WHAT YOU NEED TO DO
In the passage below on discharge lamp power control, what does the line L2 indicate about the luminous flux?

Meanwhile, a short-dash line G1 of the graph indicates a state,
during the transient period from the point in time when lighting of
the discharge lamp is started until the discharge lamp has
transitioned to the steady lighting state, in which, after having
undergone power control for exceeding the rated power value by a
significant margin, the input power gradually approaches the rated
power value. In addition, the solid line G2 of the graph indicates
a state in which the input power does not exceed the rated power
value during the transient period without performing such a power
control as described above.
[0113] FIG. 15 is a graph illustrating an example of a build-up
change in the luminous flux. The X axis represents an lighting time
(arbitrary unit) whose origin is set to the point in time when
lighting is started, and the Y axis represents the luminous flux
(arbitrary unit) of the discharge lamp (rated power value: 35 W)
Meanwhile, a short-dash line L1 in the drawing indicates the change
in luminous flux, in which, after having undergone power control
for exceeding the rated power value by a significant margin, the
input power gradually approaches the rated power value during the
transient period from the point in time when lighting of the
discharge lamp is started until the discharge lamp has transitioned
to the steady lighting state. In addition, the solid line L2 in the
graph indicates the change in the luminous flux in a case to which
no such power control is performed.
[0114] As is apparent from the differences between the input power
control operations during the transient period, the line L1 of the
graph immediately converges to the rated luminous flux value after
overshooting. In contrast, the line L2 of the graph indicates that
the luminous flux is slow in build-up, thereby taking some time
before reaching the rated value.

GIVEN MATERIAL
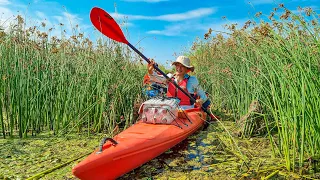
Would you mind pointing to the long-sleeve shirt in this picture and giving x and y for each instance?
(192, 85)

CORRECT ANSWER
The luminous flux is slow in build-up, so it takes some time to reach the rated value.